What the task requires
Rewrite each of the following entries, substituting "outstretched arm" for every occurrence of "raised arm" and changing nothing else.

>> BEGIN Input material

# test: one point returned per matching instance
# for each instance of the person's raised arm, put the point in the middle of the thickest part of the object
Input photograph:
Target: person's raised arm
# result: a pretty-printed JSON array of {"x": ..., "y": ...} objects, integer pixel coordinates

>> END Input material

Task result
# test: one point returned per matching instance
# for each instance of the person's outstretched arm, put the point in the middle of the thickest part of the object
Input photograph:
Target: person's outstretched arm
# result: a pretty-printed JSON array of {"x": ..., "y": ...} objects, integer pixel coordinates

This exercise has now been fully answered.